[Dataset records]
_ _ _

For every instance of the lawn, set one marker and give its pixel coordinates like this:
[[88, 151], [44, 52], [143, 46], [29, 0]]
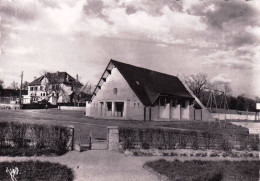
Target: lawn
[[31, 170], [84, 125], [207, 170]]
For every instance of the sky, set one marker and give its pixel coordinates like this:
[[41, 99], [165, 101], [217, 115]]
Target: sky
[[216, 37]]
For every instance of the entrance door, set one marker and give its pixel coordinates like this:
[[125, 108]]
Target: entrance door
[[119, 109]]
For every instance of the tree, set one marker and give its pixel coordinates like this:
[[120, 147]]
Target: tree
[[198, 84], [14, 85], [51, 87], [25, 85], [80, 93], [1, 84]]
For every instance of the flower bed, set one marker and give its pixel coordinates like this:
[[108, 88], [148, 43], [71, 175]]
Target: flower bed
[[19, 139], [169, 139], [206, 170], [193, 153]]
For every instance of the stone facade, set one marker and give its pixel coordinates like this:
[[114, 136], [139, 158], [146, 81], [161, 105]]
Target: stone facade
[[116, 100]]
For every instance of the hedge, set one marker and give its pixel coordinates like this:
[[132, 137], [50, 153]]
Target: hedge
[[168, 139], [32, 139]]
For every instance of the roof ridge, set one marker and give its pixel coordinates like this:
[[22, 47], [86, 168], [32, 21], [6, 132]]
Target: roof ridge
[[144, 68]]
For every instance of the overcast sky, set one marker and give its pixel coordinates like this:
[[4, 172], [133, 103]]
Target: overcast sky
[[216, 37]]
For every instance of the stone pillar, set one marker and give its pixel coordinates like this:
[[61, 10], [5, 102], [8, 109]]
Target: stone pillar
[[113, 138], [88, 107], [104, 109], [178, 111], [70, 143], [170, 110], [125, 109], [113, 109]]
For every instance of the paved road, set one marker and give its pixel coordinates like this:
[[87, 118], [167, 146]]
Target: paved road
[[99, 166]]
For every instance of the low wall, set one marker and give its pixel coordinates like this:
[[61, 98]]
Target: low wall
[[233, 116], [9, 106], [71, 108]]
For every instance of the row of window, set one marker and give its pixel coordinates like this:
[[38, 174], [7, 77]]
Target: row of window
[[42, 94], [35, 88]]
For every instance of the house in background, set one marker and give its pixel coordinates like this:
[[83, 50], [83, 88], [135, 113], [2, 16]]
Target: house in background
[[8, 95], [37, 88], [129, 92]]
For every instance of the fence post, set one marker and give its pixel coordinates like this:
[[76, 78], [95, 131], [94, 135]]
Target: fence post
[[113, 138], [71, 128]]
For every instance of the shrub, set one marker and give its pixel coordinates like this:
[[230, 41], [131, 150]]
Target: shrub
[[35, 170], [32, 139]]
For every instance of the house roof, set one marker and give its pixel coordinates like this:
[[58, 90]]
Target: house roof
[[12, 92], [56, 78], [148, 85]]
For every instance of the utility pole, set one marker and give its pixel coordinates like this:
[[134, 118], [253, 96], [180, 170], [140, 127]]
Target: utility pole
[[21, 89]]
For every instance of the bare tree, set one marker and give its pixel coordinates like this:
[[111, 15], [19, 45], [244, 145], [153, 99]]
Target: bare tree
[[1, 84], [25, 85], [51, 87], [14, 85], [81, 93], [198, 84]]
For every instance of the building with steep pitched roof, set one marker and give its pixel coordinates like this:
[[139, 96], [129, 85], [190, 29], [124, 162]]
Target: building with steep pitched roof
[[128, 92], [37, 91]]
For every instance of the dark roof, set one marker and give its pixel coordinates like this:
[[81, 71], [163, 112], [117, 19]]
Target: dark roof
[[36, 81], [12, 92], [148, 85], [56, 78]]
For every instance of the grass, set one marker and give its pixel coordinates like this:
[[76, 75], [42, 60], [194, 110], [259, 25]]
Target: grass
[[31, 170], [207, 170], [98, 126], [10, 151], [212, 127]]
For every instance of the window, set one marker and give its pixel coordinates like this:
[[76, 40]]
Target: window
[[174, 102], [109, 106], [183, 105], [115, 90]]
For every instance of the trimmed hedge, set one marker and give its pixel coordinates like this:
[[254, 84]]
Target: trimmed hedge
[[32, 139], [36, 170], [168, 139]]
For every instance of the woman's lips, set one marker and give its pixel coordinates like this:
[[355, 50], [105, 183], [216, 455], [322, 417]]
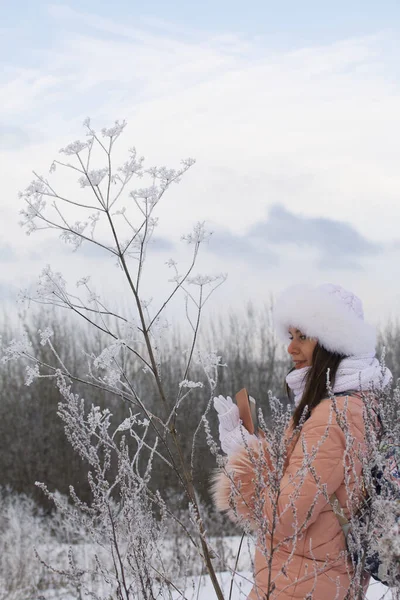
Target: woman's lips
[[299, 364]]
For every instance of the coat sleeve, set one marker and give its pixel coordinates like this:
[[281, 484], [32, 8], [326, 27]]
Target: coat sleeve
[[299, 500]]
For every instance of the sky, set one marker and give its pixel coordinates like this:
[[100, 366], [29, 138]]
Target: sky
[[290, 110]]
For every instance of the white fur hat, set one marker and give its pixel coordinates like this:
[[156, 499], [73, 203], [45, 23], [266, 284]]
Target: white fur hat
[[329, 313]]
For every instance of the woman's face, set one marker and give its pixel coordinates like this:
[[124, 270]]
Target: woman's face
[[301, 348]]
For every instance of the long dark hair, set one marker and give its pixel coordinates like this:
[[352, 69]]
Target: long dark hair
[[315, 383]]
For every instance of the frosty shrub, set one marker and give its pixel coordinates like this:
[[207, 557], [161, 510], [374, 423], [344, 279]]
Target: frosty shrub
[[22, 526], [126, 516], [128, 520], [259, 494]]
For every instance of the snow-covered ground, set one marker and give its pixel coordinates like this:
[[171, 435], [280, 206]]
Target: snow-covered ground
[[197, 587], [202, 589]]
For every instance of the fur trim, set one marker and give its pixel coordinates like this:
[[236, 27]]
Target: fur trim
[[323, 316]]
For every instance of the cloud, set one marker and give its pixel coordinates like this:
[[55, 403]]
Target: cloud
[[337, 244], [7, 253], [312, 130]]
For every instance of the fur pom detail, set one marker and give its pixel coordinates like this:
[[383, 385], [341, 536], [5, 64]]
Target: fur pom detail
[[322, 315]]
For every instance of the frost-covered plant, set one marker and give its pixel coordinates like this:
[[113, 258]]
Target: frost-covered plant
[[250, 487], [22, 525], [126, 515]]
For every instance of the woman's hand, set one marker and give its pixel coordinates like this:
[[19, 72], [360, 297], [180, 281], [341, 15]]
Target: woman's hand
[[232, 434]]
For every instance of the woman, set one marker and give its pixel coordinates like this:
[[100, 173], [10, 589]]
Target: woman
[[324, 328]]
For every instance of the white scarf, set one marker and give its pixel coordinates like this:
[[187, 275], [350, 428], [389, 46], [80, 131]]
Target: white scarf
[[354, 373]]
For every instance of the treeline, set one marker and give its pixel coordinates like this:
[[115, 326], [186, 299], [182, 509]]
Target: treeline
[[33, 445]]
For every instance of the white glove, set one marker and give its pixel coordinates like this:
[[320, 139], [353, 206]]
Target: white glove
[[231, 433]]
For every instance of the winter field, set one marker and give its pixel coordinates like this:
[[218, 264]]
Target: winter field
[[23, 577]]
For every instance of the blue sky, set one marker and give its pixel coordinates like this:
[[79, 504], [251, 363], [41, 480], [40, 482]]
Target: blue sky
[[29, 27], [306, 21], [290, 108]]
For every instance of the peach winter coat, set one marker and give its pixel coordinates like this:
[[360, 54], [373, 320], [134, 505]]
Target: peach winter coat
[[323, 534]]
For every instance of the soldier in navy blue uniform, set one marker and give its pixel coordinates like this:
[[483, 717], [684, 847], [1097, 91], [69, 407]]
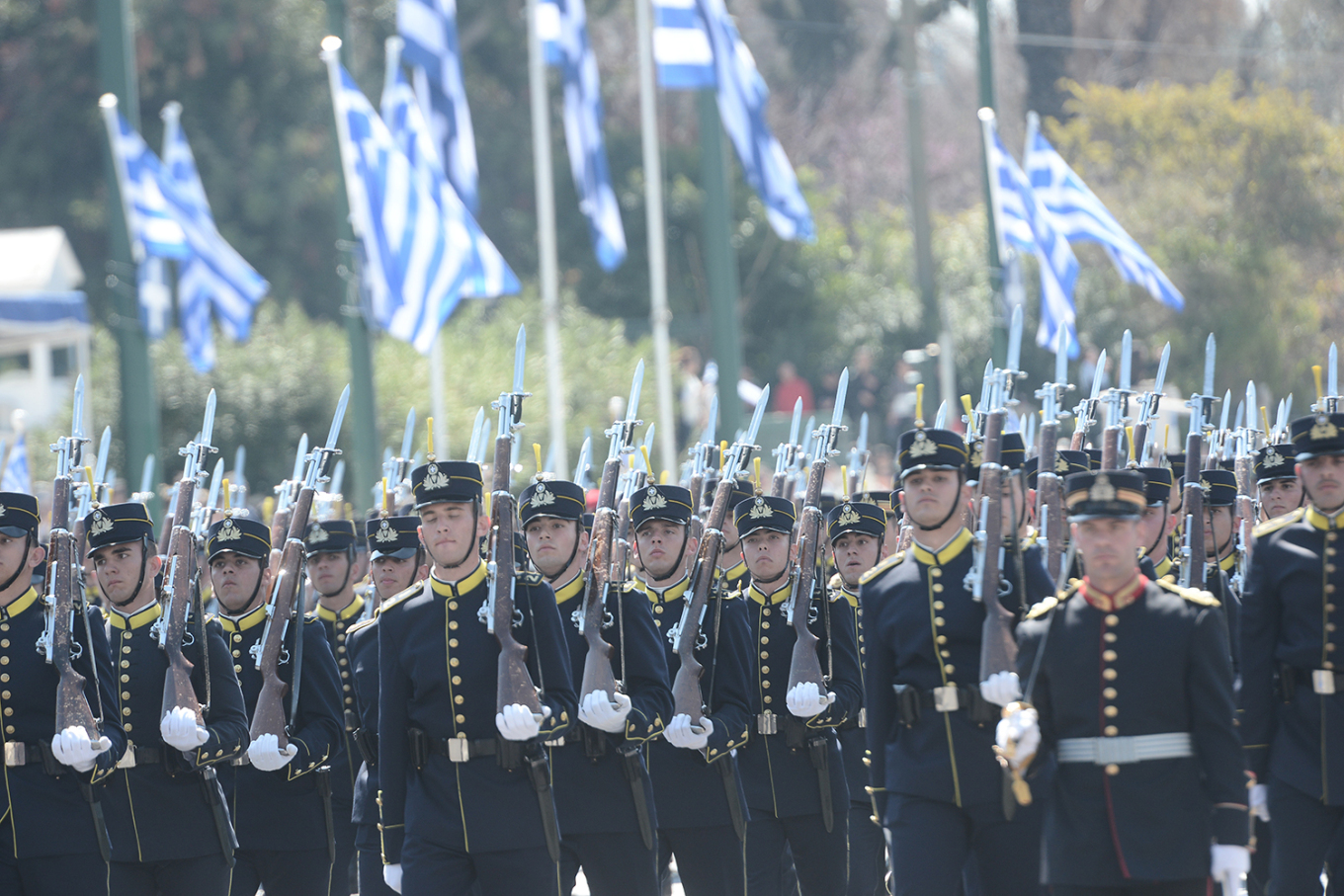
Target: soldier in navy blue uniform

_ _ _

## DIRECTIVE
Could you output the data verbatim from the line with "For every instance of the trimmed" to the line with "[[299, 500]]", including both of those lines and leaving the pictures out?

## ANSWER TO THIS EXERCISE
For every instance of the trimmed hedge, set one marker and give its pixel coordinates like this:
[[254, 84]]
Target: trimmed hedge
[[32, 139], [36, 170], [168, 139]]
For every instance of the woman's lips, set one marker and give its pixel coordinates like this:
[[355, 50], [105, 183], [216, 455], [322, 417]]
Target: woman's lips
[[299, 364]]
For every instance of the coat sleeve, set one marker and give its pixel coordinates like this:
[[281, 484], [32, 8], [326, 27]]
Target: coat sleeve
[[299, 500]]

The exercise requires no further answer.